##### Input for this task #####
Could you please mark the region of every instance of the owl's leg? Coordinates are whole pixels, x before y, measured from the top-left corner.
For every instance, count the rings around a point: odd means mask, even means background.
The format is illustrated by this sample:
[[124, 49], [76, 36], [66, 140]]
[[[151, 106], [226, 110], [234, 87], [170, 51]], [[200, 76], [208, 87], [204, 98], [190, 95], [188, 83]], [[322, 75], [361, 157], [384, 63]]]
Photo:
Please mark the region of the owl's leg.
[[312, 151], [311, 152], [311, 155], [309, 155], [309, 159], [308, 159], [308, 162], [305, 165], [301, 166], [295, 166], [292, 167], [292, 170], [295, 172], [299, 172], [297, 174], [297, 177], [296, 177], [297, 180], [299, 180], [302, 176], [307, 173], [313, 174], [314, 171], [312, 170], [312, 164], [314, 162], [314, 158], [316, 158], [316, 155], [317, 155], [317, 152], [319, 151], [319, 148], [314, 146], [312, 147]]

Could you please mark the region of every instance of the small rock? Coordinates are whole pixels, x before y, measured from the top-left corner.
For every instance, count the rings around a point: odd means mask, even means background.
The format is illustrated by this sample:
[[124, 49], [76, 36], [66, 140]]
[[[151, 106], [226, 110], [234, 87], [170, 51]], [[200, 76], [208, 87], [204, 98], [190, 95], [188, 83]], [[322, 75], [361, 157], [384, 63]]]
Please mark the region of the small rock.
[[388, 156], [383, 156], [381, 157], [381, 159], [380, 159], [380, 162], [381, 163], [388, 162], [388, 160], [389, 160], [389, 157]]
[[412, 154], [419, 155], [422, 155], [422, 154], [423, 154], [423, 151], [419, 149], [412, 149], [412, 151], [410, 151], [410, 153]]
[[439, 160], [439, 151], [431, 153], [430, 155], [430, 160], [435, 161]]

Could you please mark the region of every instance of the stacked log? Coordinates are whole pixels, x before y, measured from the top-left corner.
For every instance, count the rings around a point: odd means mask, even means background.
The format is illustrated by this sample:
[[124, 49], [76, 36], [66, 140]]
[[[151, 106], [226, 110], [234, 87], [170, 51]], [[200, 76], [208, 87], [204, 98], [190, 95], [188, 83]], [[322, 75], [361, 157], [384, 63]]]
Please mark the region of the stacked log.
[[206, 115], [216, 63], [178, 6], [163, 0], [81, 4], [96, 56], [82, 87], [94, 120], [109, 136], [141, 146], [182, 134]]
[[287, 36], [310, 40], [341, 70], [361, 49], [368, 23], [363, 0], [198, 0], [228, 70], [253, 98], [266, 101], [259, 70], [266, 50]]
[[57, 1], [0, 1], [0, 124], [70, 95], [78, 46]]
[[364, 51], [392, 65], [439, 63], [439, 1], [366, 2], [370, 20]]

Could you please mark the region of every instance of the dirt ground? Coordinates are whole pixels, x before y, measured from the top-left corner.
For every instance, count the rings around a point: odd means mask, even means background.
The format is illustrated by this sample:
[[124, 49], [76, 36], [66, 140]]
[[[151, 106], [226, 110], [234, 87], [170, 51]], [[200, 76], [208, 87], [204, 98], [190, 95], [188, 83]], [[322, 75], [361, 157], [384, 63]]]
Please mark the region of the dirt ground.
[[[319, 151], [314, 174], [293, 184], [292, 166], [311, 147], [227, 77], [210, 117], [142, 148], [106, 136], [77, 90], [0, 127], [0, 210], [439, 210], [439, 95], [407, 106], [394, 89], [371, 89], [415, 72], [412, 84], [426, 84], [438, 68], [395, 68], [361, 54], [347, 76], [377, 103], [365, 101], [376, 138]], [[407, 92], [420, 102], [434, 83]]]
#####
(What is being asked)
Render every one of the lines above as a JSON list of strings, with one string per line and the blank lines omitted.

(Complete answer)
[
  "Could you please mark the region of every instance of the owl's leg? Coordinates are whole pixels, x before y, measured from the top-left corner.",
  "For every instance, count the rings around a point: odd means mask, even means background.",
  "The format is illustrated by this sample:",
  "[[124, 49], [76, 36], [66, 140]]",
  "[[[151, 106], [226, 110], [234, 87], [170, 51]], [[200, 76], [208, 87], [204, 98], [190, 95], [188, 83]], [[322, 75], [361, 157], [384, 63]]]",
  "Photo:",
  "Please mark the region of the owl's leg.",
  "[[312, 151], [311, 152], [311, 155], [309, 155], [309, 159], [308, 159], [308, 162], [305, 165], [301, 166], [295, 166], [292, 167], [292, 170], [295, 172], [299, 172], [297, 174], [297, 177], [296, 177], [297, 180], [299, 180], [302, 176], [307, 173], [313, 174], [314, 171], [312, 170], [312, 164], [314, 162], [314, 158], [316, 158], [316, 155], [317, 155], [317, 152], [319, 151], [319, 148], [314, 146], [312, 147]]",
  "Could you please mark the region of every instance of the small rock? Coordinates are whole pixels, x before y, measured from the top-left corner.",
  "For every instance, count the rings around a point: odd means mask, even means background.",
  "The format is illustrated by this sample:",
  "[[124, 49], [76, 36], [66, 140]]",
  "[[[151, 106], [226, 110], [234, 87], [170, 51]], [[200, 76], [208, 87], [204, 98], [190, 95], [188, 83]], [[322, 75], [361, 157], [384, 63]]]",
  "Please mark the region of the small rock.",
  "[[388, 156], [383, 156], [381, 157], [381, 159], [380, 159], [380, 162], [381, 163], [388, 162], [388, 160], [389, 160], [389, 157]]",
  "[[412, 154], [419, 155], [422, 155], [422, 154], [423, 154], [423, 151], [419, 149], [412, 149], [412, 151], [410, 151], [410, 153]]",
  "[[439, 160], [439, 151], [431, 153], [430, 155], [430, 160], [435, 161]]",
  "Could you please mark the region of every instance of the stacked log? Coordinates are whole pixels, x before y, measured from the top-left corner.",
  "For every instance, count the rings around a point: odd means mask, even means background.",
  "The format is illustrated by this sample:",
  "[[124, 49], [76, 36], [66, 140]]",
  "[[[151, 106], [226, 110], [234, 87], [170, 51]], [[200, 76], [208, 87], [204, 98], [190, 95], [188, 83]], [[322, 75], [361, 157], [384, 63]]]",
  "Please mark the region of the stacked log.",
  "[[206, 115], [216, 63], [178, 6], [163, 0], [81, 4], [96, 56], [82, 87], [94, 120], [109, 136], [141, 146], [182, 134]]",
  "[[287, 36], [310, 40], [341, 70], [361, 49], [368, 23], [363, 0], [198, 0], [228, 70], [253, 98], [266, 101], [259, 70], [266, 50]]",
  "[[57, 1], [0, 1], [0, 124], [70, 95], [78, 46]]",
  "[[364, 51], [392, 65], [439, 63], [439, 1], [366, 2], [370, 20]]",
  "Could you please mark the region of every instance of the dirt ground? Coordinates are whole pixels, x before y, measured from the top-left corner.",
  "For every instance, count the rings around a point: odd means mask, even means background.",
  "The format is illustrated by this sample:",
  "[[124, 49], [76, 36], [66, 140]]",
  "[[[151, 106], [226, 110], [234, 87], [170, 51]], [[200, 76], [208, 87], [204, 98], [190, 95], [188, 83]], [[322, 75], [361, 157], [384, 63]]]",
  "Please mark the region of the dirt ground.",
  "[[[319, 151], [314, 174], [293, 184], [292, 166], [311, 147], [227, 77], [210, 117], [142, 148], [106, 136], [77, 90], [0, 127], [0, 210], [439, 210], [439, 95], [407, 106], [394, 89], [371, 89], [415, 72], [412, 84], [426, 84], [438, 68], [395, 68], [361, 54], [347, 76], [377, 103], [365, 101], [376, 138]], [[407, 92], [420, 102], [434, 83]]]"
]